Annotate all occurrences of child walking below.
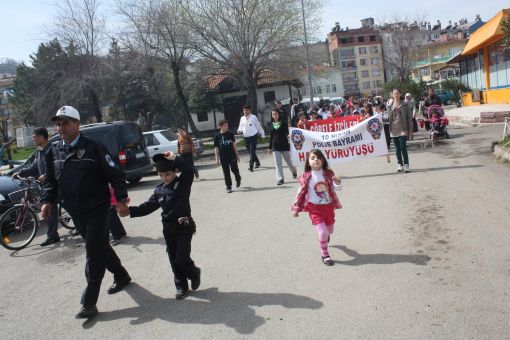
[119,152,201,300]
[177,128,198,179]
[214,120,241,194]
[291,149,342,266]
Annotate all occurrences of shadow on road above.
[82,283,323,334]
[342,164,485,179]
[330,246,430,266]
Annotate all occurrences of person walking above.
[41,106,131,318]
[214,120,241,194]
[237,105,265,172]
[388,89,413,172]
[120,151,201,300]
[177,128,198,179]
[291,149,342,266]
[269,110,297,185]
[12,127,60,247]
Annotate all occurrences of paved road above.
[0,126,510,339]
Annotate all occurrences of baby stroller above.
[427,105,450,146]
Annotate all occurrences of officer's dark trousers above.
[71,206,128,306]
[244,135,260,169]
[163,226,197,290]
[221,158,241,189]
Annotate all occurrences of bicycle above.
[0,177,76,250]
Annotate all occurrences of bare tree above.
[117,0,199,135]
[181,0,322,113]
[381,18,422,81]
[49,0,106,122]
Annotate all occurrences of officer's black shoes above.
[107,275,131,294]
[191,267,202,290]
[41,237,60,247]
[75,305,97,319]
[175,289,188,300]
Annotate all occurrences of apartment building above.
[328,18,384,96]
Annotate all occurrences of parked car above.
[143,129,204,162]
[6,121,152,183]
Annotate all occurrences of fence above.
[503,117,510,138]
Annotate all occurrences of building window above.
[340,48,354,59]
[264,91,276,103]
[197,112,209,122]
[342,72,358,81]
[342,60,356,69]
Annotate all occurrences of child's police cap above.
[152,153,175,172]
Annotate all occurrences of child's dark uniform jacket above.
[129,156,195,233]
[129,156,199,291]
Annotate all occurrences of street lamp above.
[301,0,313,108]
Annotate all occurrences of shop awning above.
[462,8,510,55]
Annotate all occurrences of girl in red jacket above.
[291,149,342,266]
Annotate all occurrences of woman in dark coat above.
[269,110,297,185]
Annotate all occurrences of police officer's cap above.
[152,153,176,172]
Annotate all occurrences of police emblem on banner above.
[290,130,305,150]
[105,154,115,168]
[367,118,383,140]
[76,149,85,158]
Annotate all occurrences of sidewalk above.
[445,104,510,125]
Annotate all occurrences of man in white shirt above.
[237,105,265,172]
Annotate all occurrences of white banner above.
[289,115,388,164]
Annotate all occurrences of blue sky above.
[0,0,510,61]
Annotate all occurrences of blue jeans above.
[392,136,409,165]
[110,206,126,240]
[46,204,59,240]
[244,135,260,169]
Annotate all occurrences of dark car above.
[80,121,152,183]
[6,121,152,183]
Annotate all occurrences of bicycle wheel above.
[58,205,76,230]
[0,206,39,250]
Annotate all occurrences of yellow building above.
[459,8,510,105]
[411,37,468,83]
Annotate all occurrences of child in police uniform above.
[121,152,201,300]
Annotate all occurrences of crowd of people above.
[8,89,440,318]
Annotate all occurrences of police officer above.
[41,106,131,318]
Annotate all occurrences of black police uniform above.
[129,156,200,291]
[42,135,129,307]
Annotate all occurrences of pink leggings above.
[315,223,335,257]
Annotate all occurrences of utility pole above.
[301,0,313,108]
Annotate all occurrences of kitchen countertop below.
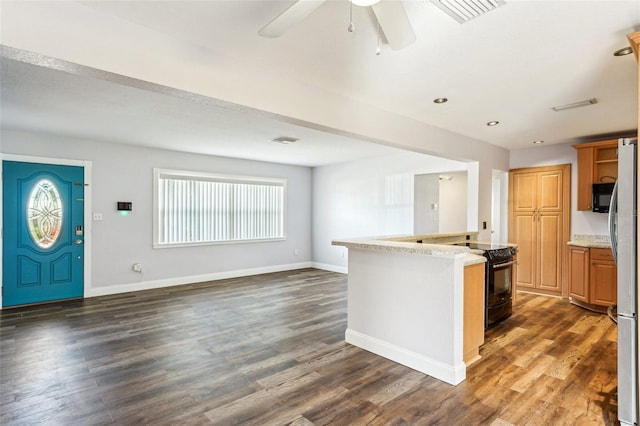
[567,240,611,248]
[567,234,611,248]
[331,237,487,266]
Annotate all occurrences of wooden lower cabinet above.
[569,246,618,312]
[462,263,485,365]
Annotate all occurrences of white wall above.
[509,144,609,238]
[413,173,440,235]
[0,129,312,296]
[438,171,468,234]
[312,152,467,271]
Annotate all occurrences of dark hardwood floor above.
[0,269,617,426]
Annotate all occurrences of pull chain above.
[347,0,356,33]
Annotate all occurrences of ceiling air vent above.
[429,0,504,24]
[269,136,300,145]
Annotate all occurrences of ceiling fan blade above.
[371,0,416,50]
[258,0,326,38]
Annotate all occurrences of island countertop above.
[331,234,486,266]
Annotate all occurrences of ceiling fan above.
[258,0,416,50]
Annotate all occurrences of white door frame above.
[0,153,93,309]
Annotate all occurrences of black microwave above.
[591,183,615,213]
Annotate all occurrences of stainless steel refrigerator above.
[609,139,638,426]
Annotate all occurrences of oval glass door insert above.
[27,179,62,249]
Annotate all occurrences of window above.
[154,169,286,247]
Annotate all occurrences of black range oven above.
[456,242,517,328]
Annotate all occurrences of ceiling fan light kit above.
[429,0,504,24]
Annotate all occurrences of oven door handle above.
[491,260,518,269]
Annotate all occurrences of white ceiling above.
[0,0,640,166]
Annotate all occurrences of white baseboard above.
[84,262,313,297]
[311,262,349,274]
[344,328,467,386]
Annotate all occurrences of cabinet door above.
[576,147,593,211]
[589,259,618,306]
[509,172,538,212]
[536,169,564,213]
[569,247,589,303]
[536,213,563,295]
[513,212,537,288]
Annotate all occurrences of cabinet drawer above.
[591,248,613,262]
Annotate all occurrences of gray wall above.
[0,130,312,295]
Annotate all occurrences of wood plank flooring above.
[0,269,617,426]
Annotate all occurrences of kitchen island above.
[332,234,485,385]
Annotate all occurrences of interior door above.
[2,161,84,307]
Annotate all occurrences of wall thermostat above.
[118,201,133,212]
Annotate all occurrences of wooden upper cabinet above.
[573,139,618,211]
[509,164,571,296]
[538,169,564,212]
[513,169,564,212]
[513,173,538,212]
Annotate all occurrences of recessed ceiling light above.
[269,136,300,145]
[613,47,633,56]
[551,98,598,112]
[352,0,380,7]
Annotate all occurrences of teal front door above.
[2,161,84,307]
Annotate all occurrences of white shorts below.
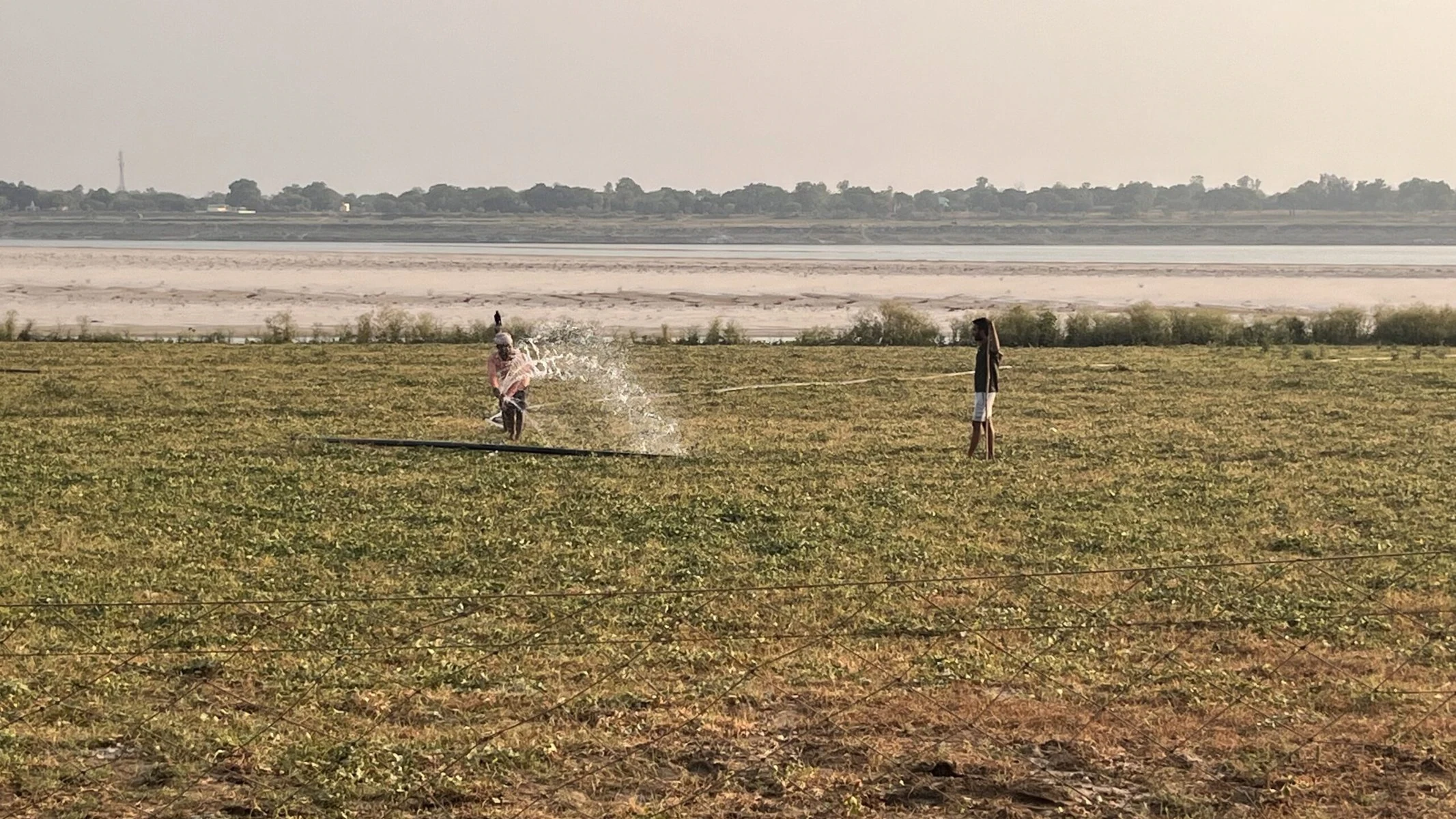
[971,392,996,423]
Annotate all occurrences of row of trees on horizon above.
[0,173,1456,218]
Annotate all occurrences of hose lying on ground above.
[319,436,664,458]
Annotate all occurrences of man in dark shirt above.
[965,319,1000,460]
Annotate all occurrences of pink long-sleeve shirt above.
[485,351,534,397]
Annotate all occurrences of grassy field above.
[0,343,1456,818]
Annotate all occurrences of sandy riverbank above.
[0,247,1456,336]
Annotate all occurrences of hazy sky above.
[8,0,1456,193]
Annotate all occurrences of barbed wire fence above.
[0,550,1456,819]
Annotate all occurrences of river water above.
[0,240,1456,337]
[0,239,1456,266]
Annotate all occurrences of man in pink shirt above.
[485,333,533,441]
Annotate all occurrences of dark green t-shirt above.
[975,345,1000,392]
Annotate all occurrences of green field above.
[0,343,1456,818]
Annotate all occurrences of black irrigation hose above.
[319,436,663,458]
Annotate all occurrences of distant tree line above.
[0,173,1456,218]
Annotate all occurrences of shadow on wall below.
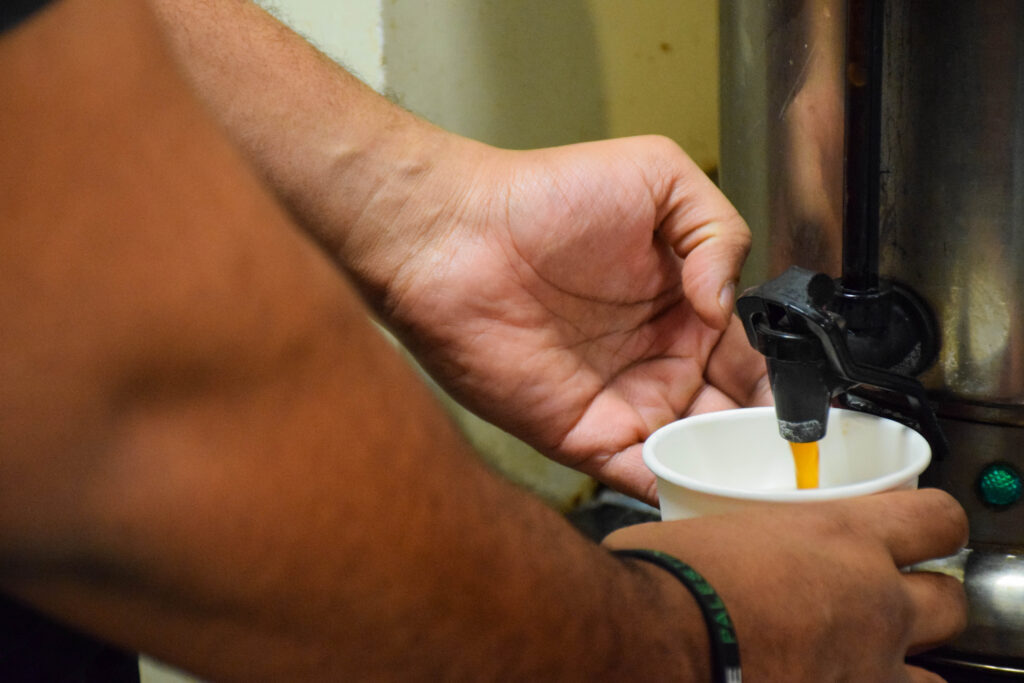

■ Do this
Copy every row above word for word, and leave the pictures out.

■ Solution for this exercise
Annotate all occurrences of child walking below.
[119,152,201,300]
[177,128,198,179]
[214,120,241,194]
[291,149,342,266]
Annotate all occurrences of shadow on road above.
[82,283,323,334]
[342,164,485,179]
[330,246,430,266]
Annotate all occurrences of person walking above.
[41,106,131,318]
[214,120,241,194]
[237,105,265,172]
[388,89,413,172]
[120,151,201,300]
[177,128,198,179]
[291,149,342,266]
[269,110,297,185]
[12,127,60,247]
Annotate all occurrences of paved road above.
[0,126,510,339]
Annotate all occurrences of baby stroller above.
[427,105,450,146]
Annotate all occurrences of officer's dark trousers above.
[71,206,128,306]
[244,135,260,169]
[163,226,197,290]
[221,158,241,189]
Annotate all occurrences of bicycle above.
[0,177,76,250]
Annotate all occurrences of bare tree above.
[117,0,199,135]
[181,0,322,113]
[381,18,422,81]
[49,0,106,122]
Annotate all occurrences of officer's black shoes above.
[107,275,131,294]
[191,267,202,290]
[41,237,60,247]
[75,305,97,319]
[175,289,188,300]
Annotate all occurrences of apartment building above.
[328,18,384,96]
Annotate all occurrences of parked car above.
[143,129,204,162]
[6,121,152,183]
Annotate all occurrences of fence above.
[503,117,510,138]
Annotate all occurrences of building window above.
[340,48,354,59]
[264,91,276,103]
[197,112,209,122]
[342,72,358,81]
[342,60,356,69]
Annotate all occurrences of child's police cap above.
[152,153,175,172]
Annotate all occurrences of child's dark uniform jacket above.
[129,156,195,233]
[129,156,199,291]
Annotate all occurrences of street lamp above.
[301,0,313,108]
Annotate all occurrences of shop awning above.
[462,8,510,55]
Annotate all occurrences of girl in red jacket above.
[291,149,342,266]
Annotate all occurrences of woman in dark coat above.
[269,110,297,185]
Annotate all occurrences of police officer's cap above.
[152,153,176,172]
Annotate all occurrences of police emblem on banner above.
[290,130,305,150]
[105,154,115,168]
[367,118,383,140]
[76,149,85,158]
Annotate all occurrences of sidewalk above.
[445,104,510,125]
Annotate all occurrences of man in white shirt above.
[237,105,265,172]
Annotate all occurrences of white banner above.
[289,115,388,164]
Annotate all occurrences of blue sky above.
[0,0,510,61]
Annotate all occurrences of blue jeans above.
[392,136,409,165]
[110,206,126,240]
[46,204,59,240]
[244,135,260,169]
Annotate all occurrences of dark car above.
[80,121,152,183]
[6,121,152,183]
Annotate all occurrences of bicycle wheel above.
[58,205,76,230]
[0,206,39,250]
Annotate all occurrences of yellow building above.
[459,8,510,105]
[411,37,468,83]
Annotate all occurrences of child in police uniform above.
[121,152,201,300]
Annotate all occurrences of crowd of people above.
[8,89,440,318]
Annotate all occurrences of police officer above.
[41,106,131,318]
Annotate all occurrences of black police uniform above.
[129,156,200,291]
[42,135,129,307]
Annotate all occurrences of pink leggings above.
[315,223,335,257]
Annotate all occurrences of utility pole above.
[301,0,313,108]
Annotate all occurrences of kitchen countertop below.
[567,240,611,248]
[567,234,611,248]
[331,237,487,266]
Annotate all occurrences of wooden lower cabinet above.
[569,246,618,312]
[462,263,485,365]
Annotate all occurrences of white wall above.
[509,144,609,238]
[413,173,440,235]
[0,129,312,296]
[438,171,468,234]
[312,152,467,271]
Annotate all occurrences of dark hardwood floor above.
[0,269,617,426]
Annotate all occurrences of pull chain above.
[347,0,356,33]
Annotate all occurrences of ceiling air vent above.
[429,0,504,24]
[269,136,300,145]
Annotate all occurrences of ceiling fan blade above.
[371,0,416,50]
[258,0,326,38]
Annotate all occurrences of island countertop above.
[331,234,486,266]
Annotate all occurrences of ceiling fan above.
[258,0,416,50]
Annotate all occurrences of white door frame above.
[0,153,93,309]
Annotate all occurrences of black microwave above.
[591,183,615,213]
Annotate all occurrences of stainless steel refrigerator above.
[609,139,638,426]
Annotate all occurrences of oval glass door insert above.
[27,179,62,249]
Annotate all occurrences of window above.
[154,169,286,247]
Annotate all occurrences of black range oven above.
[456,242,517,328]
Annotate all occurrences of ceiling fan light kit above.
[429,0,504,24]
Annotate all occurrences of oven door handle above.
[491,260,518,269]
Annotate all occurrences of white ceiling above.
[0,0,640,166]
Annotate all occurrences of white baseboard above.
[84,262,313,297]
[311,262,349,274]
[344,328,467,386]
Annotate all occurrences of cabinet door above.
[576,147,593,211]
[589,259,618,306]
[509,172,538,212]
[536,169,564,213]
[569,247,589,303]
[536,213,563,295]
[513,212,537,288]
Annotate all occurrences of cabinet drawer above.
[591,248,613,262]
Annotate all occurrences of gray wall above.
[0,130,312,295]
Annotate all occurrences of wood plank flooring above.
[0,269,617,426]
Annotate all occurrences of kitchen island above.
[332,234,485,385]
Annotate all occurrences of interior door above.
[2,161,84,307]
Annotate all occurrences of wall thermostat above.
[118,201,133,212]
Annotate all occurrences of wooden upper cabinet above.
[573,139,618,211]
[509,164,571,296]
[538,169,564,212]
[513,169,564,212]
[513,173,538,212]
Annotate all occurrences of recessed ceiling light above.
[269,136,300,145]
[613,47,633,56]
[551,98,598,112]
[352,0,380,7]
Annotate all occurrences of teal front door above.
[2,161,84,307]
Annotate all occurrences of white shorts below.
[971,392,996,423]
Annotate all occurrences of row of trees on horizon above.
[0,173,1456,218]
Annotate all occurrences of hose lying on ground above.
[319,436,664,458]
Annotate all occurrences of man in dark shirt above.
[965,319,1000,460]
Annotate all occurrences of pink long-sleeve shirt above.
[485,351,534,397]
Annotate all occurrences of grassy field above.
[0,343,1456,818]
Annotate all occurrences of sandy riverbank above.
[0,247,1456,336]
Annotate all occurrences of hazy sky above.
[8,0,1456,193]
Annotate all occurrences of barbed wire fence above.
[0,550,1456,819]
Annotate all occurrences of river water above.
[0,240,1456,337]
[0,239,1456,266]
Annotate all occurrences of man in pink shirt above.
[485,333,533,441]
Annotate all occurrences of dark green t-shirt above.
[975,345,1000,392]
Annotate all occurrences of green field above.
[0,343,1456,818]
Annotate all occurrences of black irrigation hose above.
[319,436,663,458]
Annotate all occurrences of distant tree line above.
[0,173,1456,218]
Annotate all occurrences of shadow on wall below.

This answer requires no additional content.